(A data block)
(begin)

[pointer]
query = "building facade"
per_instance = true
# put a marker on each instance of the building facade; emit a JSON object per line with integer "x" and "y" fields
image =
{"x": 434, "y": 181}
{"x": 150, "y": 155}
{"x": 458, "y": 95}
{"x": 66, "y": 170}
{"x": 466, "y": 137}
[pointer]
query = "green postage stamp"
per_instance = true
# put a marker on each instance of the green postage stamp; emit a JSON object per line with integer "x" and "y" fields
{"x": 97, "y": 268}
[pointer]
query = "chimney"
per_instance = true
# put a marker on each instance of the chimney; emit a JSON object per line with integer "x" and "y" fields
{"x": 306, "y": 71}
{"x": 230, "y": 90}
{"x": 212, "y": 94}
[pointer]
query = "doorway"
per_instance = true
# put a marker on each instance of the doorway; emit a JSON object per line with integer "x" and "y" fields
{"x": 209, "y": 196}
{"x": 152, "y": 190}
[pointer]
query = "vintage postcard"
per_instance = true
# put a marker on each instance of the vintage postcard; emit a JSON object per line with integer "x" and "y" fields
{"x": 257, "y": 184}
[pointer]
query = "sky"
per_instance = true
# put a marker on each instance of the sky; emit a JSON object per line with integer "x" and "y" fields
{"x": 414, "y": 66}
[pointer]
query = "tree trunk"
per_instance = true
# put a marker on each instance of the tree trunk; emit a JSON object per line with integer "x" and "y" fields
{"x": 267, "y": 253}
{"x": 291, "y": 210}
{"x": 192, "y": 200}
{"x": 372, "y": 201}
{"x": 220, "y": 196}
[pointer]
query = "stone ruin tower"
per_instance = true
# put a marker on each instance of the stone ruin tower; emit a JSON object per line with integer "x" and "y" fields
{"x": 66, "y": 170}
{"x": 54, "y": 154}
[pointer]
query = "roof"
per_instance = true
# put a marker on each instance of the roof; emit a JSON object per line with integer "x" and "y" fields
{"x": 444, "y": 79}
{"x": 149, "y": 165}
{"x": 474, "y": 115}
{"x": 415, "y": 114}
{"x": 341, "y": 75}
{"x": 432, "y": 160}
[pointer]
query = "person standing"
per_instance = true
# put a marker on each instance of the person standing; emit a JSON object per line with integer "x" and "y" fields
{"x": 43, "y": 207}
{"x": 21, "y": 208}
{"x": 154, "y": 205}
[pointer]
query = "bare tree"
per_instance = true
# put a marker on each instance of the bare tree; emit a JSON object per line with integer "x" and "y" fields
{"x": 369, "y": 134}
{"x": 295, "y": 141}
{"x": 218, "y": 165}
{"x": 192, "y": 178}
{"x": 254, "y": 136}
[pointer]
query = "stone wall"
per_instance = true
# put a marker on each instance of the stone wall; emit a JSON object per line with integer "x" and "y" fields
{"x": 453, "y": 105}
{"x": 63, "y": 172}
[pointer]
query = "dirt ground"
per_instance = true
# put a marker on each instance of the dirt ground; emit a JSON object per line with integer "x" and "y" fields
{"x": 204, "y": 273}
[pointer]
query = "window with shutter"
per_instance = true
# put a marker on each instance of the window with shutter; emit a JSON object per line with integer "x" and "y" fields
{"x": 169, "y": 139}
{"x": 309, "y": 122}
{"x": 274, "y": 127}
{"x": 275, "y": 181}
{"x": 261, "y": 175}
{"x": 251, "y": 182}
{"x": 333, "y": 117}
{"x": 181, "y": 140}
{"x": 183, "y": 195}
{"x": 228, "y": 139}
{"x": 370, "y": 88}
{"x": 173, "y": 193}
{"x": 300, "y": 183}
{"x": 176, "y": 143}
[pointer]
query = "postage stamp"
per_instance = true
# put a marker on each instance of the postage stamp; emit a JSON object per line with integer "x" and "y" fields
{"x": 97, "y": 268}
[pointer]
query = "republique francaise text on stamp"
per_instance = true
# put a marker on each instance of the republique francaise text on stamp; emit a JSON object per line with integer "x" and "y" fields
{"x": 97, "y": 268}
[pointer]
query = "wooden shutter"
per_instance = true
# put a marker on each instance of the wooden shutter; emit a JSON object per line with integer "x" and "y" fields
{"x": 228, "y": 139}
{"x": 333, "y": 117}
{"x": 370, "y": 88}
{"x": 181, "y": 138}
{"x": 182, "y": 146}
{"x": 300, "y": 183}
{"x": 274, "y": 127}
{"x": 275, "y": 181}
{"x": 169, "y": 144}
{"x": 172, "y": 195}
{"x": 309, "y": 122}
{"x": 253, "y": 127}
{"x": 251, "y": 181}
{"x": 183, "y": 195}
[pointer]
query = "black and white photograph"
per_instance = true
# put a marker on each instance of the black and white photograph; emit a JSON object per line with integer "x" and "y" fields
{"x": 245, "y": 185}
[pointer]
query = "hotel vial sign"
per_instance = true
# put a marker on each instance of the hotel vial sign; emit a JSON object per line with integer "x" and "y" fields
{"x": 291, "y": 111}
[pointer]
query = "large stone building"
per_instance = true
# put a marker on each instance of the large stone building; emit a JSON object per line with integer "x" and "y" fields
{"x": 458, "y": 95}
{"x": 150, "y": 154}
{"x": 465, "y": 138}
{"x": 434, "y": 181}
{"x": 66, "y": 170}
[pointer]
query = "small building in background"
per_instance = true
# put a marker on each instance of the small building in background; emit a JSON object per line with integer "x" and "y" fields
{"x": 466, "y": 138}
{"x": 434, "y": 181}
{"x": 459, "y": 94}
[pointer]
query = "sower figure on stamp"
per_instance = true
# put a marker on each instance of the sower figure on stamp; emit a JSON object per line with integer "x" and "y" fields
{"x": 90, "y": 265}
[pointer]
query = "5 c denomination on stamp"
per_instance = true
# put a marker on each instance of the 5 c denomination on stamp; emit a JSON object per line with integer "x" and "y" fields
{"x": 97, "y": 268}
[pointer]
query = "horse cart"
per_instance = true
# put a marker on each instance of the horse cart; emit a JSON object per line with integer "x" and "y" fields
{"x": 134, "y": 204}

(end)

▸ What you need to do: State how many lines of the material contain the string "stone". Give only the number.

▸ The output: 6